# WHAT YOU ARE ASKED TO DO:
Turn the items below, from their first line through the line that contains "260 181 L 242", into a JSON list of strings, one string per line. Skip blank lines and leave the picture out.

# EXERCISE INPUT:
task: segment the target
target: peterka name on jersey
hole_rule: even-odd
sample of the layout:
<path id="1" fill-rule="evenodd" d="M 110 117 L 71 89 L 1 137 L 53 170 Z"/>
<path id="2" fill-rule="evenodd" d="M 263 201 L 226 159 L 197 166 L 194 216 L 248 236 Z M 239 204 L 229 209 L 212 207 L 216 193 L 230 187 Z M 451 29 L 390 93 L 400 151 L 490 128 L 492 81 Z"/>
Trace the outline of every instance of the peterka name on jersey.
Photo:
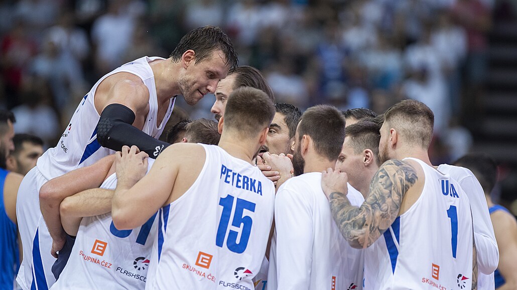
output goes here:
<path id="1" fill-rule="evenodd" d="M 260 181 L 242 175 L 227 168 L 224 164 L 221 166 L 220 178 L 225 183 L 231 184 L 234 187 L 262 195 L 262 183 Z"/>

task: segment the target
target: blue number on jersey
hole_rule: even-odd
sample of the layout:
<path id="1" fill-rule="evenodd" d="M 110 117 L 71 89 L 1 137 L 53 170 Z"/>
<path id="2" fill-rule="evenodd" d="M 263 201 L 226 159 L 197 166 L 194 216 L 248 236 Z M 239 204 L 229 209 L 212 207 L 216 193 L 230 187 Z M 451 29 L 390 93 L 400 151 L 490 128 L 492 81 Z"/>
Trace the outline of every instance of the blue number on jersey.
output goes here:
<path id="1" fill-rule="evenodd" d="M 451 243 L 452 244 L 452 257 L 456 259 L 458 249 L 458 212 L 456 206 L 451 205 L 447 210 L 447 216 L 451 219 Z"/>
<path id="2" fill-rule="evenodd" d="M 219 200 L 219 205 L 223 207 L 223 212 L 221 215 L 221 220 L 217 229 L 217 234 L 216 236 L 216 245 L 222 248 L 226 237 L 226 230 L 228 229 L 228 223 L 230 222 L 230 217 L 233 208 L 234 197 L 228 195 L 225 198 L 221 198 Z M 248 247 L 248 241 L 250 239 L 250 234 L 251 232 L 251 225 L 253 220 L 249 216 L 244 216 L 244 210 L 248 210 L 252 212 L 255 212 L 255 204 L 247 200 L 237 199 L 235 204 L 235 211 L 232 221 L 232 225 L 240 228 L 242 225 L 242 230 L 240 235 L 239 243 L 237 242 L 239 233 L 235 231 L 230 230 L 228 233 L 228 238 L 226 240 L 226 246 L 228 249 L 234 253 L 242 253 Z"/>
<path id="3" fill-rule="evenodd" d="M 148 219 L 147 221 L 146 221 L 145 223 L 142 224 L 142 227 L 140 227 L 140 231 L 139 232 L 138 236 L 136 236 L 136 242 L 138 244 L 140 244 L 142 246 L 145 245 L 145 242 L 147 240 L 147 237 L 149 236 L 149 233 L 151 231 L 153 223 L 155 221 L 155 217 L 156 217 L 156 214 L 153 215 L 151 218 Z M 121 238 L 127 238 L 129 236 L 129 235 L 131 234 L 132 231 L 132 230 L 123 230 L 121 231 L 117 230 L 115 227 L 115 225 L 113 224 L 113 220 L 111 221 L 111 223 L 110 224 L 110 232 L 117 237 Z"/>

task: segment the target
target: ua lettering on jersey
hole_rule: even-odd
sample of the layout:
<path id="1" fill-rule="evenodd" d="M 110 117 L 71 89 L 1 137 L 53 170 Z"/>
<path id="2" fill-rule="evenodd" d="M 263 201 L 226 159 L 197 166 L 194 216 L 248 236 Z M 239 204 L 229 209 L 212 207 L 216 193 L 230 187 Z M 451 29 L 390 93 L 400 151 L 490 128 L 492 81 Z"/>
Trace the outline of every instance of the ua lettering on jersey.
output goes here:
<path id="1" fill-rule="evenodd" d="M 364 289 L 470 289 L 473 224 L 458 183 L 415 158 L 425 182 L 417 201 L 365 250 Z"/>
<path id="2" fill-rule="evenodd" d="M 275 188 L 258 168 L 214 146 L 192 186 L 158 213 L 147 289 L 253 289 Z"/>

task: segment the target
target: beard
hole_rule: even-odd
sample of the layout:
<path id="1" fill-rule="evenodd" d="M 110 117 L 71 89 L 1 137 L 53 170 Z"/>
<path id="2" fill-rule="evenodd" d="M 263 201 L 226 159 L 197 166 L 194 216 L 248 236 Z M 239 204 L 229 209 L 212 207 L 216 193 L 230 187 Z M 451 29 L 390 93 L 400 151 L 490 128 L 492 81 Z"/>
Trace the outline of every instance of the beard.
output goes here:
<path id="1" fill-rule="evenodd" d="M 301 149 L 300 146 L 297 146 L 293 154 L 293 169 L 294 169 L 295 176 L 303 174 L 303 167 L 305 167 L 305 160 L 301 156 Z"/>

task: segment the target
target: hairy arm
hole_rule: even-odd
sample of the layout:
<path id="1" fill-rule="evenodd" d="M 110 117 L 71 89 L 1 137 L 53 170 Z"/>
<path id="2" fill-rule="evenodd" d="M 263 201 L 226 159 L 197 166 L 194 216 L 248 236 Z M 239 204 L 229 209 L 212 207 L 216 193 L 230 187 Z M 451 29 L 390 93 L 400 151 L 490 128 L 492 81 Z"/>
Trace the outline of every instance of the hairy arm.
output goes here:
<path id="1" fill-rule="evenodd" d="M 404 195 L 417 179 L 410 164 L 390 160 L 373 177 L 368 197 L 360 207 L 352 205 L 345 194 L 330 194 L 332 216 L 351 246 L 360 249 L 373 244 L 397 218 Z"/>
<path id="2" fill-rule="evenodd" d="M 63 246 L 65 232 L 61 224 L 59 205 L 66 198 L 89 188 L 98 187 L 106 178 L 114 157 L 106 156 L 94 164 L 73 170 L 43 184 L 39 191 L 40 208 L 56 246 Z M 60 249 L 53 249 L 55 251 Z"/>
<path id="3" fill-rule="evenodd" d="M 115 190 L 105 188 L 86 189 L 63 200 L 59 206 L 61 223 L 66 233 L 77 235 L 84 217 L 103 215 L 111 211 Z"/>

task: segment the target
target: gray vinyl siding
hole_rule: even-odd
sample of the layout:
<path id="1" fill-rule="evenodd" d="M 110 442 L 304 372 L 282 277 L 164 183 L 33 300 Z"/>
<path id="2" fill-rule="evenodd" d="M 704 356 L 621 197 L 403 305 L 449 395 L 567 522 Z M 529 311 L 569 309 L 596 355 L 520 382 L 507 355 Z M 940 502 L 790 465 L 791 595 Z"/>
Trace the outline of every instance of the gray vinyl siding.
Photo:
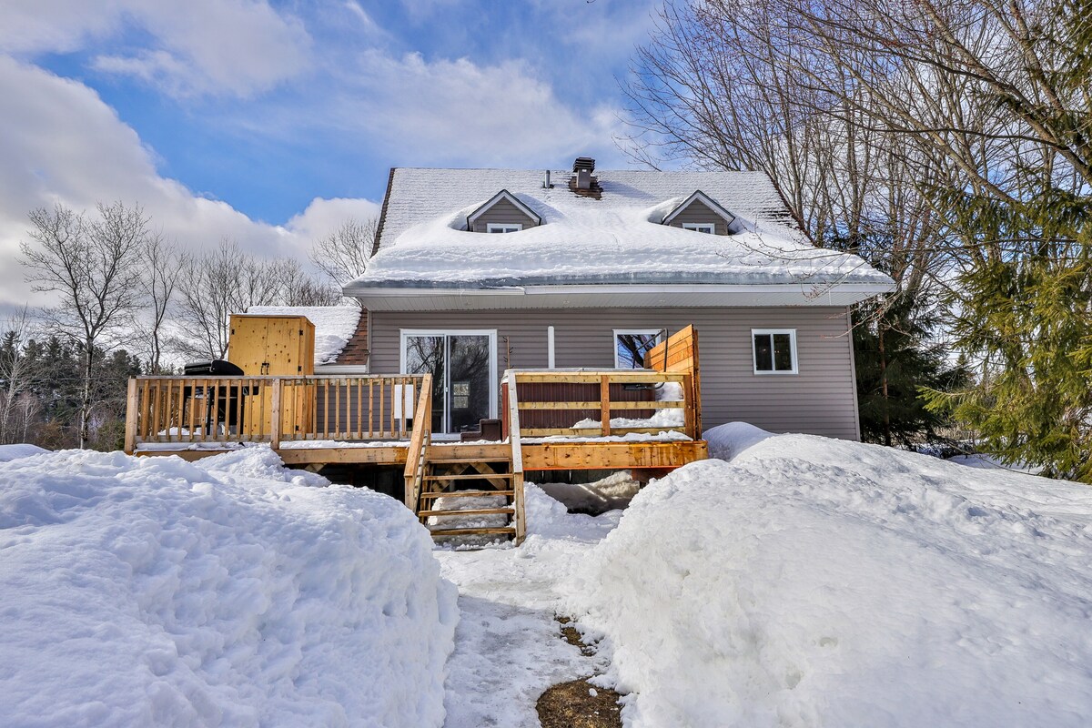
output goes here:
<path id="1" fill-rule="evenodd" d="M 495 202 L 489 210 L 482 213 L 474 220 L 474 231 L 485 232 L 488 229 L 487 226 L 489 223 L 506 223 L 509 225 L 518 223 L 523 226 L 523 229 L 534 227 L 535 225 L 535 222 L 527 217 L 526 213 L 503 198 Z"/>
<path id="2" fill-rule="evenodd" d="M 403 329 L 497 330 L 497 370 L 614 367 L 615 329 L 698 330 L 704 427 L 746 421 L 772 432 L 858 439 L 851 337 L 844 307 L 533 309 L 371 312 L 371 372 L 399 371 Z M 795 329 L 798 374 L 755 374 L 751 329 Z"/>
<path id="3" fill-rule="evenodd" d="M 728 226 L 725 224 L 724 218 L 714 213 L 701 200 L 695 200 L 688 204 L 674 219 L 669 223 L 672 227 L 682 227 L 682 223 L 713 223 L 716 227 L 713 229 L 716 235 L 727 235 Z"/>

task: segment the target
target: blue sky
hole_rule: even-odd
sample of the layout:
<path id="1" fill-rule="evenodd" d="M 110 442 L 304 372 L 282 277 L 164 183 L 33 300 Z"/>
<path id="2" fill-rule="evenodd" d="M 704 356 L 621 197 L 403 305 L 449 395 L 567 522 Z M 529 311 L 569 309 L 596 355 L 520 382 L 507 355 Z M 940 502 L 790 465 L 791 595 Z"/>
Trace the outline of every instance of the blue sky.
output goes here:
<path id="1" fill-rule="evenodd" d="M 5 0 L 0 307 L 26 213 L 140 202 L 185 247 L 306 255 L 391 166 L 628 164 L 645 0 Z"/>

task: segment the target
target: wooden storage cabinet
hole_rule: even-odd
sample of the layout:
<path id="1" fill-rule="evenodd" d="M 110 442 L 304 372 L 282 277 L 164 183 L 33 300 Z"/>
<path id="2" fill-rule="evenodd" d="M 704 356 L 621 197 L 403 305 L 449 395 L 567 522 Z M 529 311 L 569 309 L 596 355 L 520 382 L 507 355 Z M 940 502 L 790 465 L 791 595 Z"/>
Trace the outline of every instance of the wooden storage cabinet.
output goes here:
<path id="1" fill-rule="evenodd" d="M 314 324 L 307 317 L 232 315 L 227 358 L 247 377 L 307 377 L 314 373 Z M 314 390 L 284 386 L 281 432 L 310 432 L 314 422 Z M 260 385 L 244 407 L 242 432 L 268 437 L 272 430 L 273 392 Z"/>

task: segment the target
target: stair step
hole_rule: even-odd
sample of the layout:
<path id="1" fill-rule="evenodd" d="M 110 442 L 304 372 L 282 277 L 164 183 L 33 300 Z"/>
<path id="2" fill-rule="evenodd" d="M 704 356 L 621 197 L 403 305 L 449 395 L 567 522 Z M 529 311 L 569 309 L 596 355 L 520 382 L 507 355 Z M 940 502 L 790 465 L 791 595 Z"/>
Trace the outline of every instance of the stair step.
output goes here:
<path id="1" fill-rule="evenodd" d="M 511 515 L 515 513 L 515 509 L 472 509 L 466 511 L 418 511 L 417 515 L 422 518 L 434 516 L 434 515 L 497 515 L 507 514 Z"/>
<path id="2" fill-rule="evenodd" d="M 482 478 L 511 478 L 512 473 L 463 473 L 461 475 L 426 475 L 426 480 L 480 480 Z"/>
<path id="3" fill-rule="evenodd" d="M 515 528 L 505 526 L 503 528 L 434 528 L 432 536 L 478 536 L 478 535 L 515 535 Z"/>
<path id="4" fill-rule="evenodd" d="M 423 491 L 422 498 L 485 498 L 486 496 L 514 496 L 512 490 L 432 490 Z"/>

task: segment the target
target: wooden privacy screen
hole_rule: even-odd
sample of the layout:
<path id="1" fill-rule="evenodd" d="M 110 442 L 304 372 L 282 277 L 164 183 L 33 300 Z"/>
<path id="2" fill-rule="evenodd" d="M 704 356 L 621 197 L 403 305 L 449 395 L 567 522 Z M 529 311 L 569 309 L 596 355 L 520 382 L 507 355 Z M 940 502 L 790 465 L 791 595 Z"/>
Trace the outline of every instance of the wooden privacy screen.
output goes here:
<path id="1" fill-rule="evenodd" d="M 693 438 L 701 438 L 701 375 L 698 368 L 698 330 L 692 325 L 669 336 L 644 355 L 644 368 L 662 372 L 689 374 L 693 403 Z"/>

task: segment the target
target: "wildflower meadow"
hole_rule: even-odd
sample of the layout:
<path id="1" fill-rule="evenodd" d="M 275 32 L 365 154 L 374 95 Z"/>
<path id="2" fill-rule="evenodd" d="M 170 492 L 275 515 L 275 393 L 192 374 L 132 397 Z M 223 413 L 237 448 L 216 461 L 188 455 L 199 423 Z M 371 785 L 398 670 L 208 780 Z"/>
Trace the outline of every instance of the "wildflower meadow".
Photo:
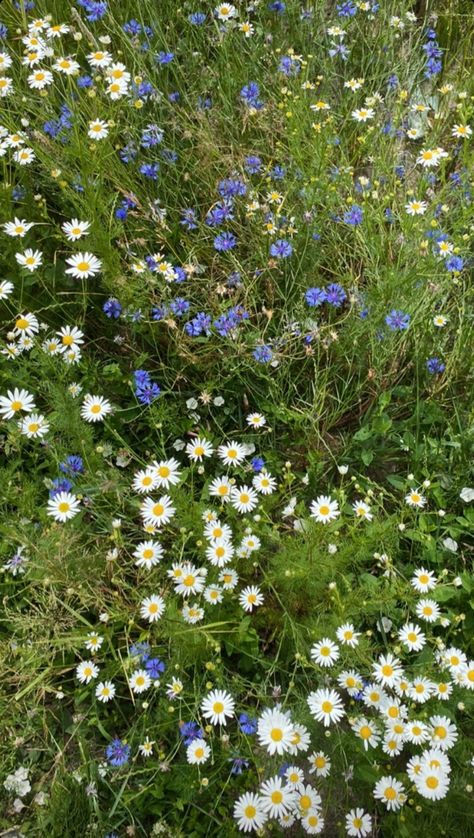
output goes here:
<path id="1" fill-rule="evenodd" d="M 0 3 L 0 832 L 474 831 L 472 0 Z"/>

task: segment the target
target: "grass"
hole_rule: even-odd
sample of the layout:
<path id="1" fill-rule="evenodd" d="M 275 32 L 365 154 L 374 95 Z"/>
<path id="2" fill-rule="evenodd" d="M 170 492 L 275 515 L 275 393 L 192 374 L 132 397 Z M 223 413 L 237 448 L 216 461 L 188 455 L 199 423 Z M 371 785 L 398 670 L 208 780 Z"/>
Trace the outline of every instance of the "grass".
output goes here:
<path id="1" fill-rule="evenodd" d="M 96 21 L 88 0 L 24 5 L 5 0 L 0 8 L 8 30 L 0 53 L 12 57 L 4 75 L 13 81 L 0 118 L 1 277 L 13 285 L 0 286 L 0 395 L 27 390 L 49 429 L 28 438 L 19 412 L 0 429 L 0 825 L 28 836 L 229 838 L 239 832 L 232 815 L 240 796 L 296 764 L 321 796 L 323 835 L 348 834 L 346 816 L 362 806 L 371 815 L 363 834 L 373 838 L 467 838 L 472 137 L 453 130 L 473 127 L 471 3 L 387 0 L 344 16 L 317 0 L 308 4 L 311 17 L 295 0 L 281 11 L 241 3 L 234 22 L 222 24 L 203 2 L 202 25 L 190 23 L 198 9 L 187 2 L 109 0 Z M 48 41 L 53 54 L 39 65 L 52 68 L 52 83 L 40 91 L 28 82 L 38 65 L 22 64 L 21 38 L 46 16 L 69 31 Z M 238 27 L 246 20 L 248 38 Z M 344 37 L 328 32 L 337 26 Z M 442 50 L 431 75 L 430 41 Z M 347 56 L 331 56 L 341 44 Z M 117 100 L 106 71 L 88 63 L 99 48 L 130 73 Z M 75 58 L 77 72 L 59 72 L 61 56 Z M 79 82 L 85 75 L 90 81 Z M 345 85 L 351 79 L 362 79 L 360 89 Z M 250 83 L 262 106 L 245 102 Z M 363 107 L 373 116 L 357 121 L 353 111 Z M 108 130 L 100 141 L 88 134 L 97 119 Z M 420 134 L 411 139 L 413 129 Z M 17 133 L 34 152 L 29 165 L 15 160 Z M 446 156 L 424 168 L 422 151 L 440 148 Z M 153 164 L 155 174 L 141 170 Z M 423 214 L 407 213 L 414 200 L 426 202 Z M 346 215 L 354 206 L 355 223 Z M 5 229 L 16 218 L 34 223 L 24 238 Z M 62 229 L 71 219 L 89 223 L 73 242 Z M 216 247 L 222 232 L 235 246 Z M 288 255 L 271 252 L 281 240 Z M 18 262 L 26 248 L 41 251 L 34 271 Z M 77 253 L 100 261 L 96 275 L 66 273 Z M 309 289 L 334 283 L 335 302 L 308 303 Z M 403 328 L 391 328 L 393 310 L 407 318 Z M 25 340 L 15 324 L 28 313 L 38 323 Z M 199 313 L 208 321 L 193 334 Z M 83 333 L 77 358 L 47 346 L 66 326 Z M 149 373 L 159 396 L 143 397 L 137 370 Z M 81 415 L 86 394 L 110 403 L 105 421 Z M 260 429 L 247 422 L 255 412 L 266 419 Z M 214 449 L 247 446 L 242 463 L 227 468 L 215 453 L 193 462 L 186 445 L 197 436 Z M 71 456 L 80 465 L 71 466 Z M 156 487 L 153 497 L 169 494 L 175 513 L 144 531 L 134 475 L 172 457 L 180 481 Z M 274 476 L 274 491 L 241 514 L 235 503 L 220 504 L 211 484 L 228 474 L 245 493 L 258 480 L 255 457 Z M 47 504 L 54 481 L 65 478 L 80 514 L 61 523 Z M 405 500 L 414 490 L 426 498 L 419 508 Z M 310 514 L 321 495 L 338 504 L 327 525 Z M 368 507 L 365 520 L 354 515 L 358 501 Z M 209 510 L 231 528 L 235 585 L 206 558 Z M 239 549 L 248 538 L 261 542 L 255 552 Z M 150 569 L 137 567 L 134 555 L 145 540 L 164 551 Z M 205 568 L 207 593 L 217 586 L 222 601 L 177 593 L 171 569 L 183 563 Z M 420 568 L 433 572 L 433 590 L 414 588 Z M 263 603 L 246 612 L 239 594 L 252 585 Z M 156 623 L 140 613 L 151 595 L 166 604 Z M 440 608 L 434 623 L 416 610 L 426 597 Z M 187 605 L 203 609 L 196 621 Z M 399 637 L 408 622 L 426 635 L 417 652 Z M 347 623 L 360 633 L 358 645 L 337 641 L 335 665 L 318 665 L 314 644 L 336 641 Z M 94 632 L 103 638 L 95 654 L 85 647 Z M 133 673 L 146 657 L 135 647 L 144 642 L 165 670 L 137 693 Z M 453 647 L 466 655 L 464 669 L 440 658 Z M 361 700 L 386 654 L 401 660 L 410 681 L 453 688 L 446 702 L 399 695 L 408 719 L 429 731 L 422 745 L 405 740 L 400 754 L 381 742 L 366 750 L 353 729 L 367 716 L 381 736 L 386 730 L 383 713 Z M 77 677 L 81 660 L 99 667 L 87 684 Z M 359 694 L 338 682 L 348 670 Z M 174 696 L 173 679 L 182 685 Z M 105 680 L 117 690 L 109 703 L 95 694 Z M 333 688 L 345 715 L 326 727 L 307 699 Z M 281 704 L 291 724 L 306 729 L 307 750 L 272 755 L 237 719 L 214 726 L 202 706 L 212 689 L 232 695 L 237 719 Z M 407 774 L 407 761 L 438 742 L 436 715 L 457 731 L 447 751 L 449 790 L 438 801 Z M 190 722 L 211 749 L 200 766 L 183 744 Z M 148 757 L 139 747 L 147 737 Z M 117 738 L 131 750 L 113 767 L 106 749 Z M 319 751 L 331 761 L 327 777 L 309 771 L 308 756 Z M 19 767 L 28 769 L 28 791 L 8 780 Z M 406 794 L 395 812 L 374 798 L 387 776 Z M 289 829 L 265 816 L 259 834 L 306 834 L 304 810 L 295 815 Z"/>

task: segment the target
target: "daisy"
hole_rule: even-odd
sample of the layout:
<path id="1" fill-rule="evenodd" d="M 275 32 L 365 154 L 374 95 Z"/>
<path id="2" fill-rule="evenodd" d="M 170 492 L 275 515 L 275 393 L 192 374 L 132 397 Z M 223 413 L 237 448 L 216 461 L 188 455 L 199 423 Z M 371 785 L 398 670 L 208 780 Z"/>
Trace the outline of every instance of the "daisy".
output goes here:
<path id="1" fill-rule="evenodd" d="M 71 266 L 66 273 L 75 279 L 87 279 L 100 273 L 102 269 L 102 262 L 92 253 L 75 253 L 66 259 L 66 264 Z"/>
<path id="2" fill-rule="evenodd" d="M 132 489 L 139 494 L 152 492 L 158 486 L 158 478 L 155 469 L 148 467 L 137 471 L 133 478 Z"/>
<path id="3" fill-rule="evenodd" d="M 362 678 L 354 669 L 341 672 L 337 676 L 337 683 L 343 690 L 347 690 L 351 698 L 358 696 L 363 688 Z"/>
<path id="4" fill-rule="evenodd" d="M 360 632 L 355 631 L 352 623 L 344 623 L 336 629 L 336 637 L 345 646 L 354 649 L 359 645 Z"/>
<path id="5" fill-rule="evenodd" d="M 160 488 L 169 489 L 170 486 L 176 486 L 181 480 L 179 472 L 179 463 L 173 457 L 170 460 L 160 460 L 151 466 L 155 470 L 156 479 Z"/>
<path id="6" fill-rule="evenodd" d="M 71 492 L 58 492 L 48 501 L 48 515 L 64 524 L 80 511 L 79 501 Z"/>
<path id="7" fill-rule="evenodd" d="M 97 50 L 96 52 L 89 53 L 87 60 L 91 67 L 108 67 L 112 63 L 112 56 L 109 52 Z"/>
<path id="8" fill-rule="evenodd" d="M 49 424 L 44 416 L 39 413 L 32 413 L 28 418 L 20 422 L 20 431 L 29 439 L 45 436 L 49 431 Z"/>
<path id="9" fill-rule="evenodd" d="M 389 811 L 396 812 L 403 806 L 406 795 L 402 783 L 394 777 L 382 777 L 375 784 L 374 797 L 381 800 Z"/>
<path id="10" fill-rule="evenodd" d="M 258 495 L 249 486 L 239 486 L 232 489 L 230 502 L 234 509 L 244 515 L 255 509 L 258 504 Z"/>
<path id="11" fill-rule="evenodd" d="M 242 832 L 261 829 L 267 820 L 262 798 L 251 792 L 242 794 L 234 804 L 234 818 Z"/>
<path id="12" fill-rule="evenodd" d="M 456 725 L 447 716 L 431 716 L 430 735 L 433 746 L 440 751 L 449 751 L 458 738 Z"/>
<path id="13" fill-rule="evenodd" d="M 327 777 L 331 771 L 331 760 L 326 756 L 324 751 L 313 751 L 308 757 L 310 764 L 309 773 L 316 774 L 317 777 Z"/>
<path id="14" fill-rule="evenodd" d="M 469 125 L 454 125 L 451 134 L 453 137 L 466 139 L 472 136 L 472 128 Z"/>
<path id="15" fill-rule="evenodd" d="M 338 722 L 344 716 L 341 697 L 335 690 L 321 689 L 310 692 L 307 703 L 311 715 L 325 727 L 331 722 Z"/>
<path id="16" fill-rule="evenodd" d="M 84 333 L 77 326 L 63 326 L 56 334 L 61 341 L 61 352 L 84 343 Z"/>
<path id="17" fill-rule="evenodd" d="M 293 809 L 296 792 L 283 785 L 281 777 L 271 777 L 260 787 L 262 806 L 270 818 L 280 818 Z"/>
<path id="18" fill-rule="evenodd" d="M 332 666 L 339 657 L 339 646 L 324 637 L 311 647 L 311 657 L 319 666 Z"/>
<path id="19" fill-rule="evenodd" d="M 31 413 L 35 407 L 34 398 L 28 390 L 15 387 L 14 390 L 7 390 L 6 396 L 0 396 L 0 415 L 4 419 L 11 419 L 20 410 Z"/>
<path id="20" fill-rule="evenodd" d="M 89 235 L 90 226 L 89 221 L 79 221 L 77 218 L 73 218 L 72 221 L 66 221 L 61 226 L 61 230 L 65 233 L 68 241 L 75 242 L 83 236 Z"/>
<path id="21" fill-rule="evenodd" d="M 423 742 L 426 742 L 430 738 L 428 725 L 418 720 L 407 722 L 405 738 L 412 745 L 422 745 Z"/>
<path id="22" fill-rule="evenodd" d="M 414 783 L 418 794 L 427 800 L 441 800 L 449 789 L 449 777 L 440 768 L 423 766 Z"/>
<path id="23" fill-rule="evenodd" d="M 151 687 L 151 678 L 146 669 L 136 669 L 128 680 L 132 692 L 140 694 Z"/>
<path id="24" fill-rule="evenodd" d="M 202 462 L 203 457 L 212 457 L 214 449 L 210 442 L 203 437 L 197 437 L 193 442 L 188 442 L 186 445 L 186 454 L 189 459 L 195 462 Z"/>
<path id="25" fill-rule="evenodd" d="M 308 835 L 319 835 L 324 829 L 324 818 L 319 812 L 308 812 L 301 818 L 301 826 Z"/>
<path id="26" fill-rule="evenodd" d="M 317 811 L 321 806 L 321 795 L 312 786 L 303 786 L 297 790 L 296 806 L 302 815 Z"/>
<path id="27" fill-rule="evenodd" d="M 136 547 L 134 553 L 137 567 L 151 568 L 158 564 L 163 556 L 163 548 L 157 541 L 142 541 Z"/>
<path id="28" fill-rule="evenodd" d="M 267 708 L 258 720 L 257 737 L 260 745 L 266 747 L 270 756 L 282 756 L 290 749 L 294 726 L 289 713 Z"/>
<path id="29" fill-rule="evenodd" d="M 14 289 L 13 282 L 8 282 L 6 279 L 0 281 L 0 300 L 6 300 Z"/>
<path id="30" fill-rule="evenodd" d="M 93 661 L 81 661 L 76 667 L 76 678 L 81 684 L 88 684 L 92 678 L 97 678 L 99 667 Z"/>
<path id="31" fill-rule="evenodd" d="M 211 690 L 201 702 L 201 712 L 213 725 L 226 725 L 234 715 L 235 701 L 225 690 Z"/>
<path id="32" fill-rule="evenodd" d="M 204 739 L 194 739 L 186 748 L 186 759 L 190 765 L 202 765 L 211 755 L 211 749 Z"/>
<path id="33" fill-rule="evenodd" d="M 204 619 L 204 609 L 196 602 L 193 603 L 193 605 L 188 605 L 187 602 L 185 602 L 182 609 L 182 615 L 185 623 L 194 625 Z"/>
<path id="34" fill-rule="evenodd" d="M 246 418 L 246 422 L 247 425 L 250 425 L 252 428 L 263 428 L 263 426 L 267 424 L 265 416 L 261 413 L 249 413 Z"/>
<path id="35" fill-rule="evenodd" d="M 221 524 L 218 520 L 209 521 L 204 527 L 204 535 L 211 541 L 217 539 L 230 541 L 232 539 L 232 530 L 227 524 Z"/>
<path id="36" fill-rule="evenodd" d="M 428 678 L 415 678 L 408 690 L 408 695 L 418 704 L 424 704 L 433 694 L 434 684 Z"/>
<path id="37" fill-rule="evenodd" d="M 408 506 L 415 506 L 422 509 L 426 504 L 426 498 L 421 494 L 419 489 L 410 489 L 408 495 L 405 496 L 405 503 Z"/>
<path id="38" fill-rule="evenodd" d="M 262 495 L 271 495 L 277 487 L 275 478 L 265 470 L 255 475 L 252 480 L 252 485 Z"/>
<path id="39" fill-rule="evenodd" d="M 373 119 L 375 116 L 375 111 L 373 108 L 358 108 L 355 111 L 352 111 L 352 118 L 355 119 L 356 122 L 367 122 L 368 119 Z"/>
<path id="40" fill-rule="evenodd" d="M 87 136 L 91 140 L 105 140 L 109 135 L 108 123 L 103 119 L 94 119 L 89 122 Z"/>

# ANSWER TO THIS TASK:
[
  "task: segment the target",
  "target: peterka name on jersey",
  "hole_rule: even-odd",
  "sample of the layout:",
  "<path id=\"1\" fill-rule=\"evenodd\" d=\"M 110 117 L 71 89 L 1 137 L 53 170 Z\"/>",
  "<path id=\"2\" fill-rule=\"evenodd\" d=\"M 263 201 L 226 159 L 197 166 L 194 216 L 248 236 Z M 239 204 L 229 209 L 212 207 L 216 193 L 230 187 Z M 451 29 L 390 93 L 400 151 L 490 128 L 492 81 Z\"/>",
  "Trace the outline of every instance of the peterka name on jersey.",
  "Photo:",
  "output goes here:",
  "<path id=\"1\" fill-rule=\"evenodd\" d=\"M 260 181 L 242 175 L 227 168 L 224 164 L 221 166 L 220 178 L 225 183 L 231 184 L 234 187 L 262 195 L 262 183 Z\"/>"
]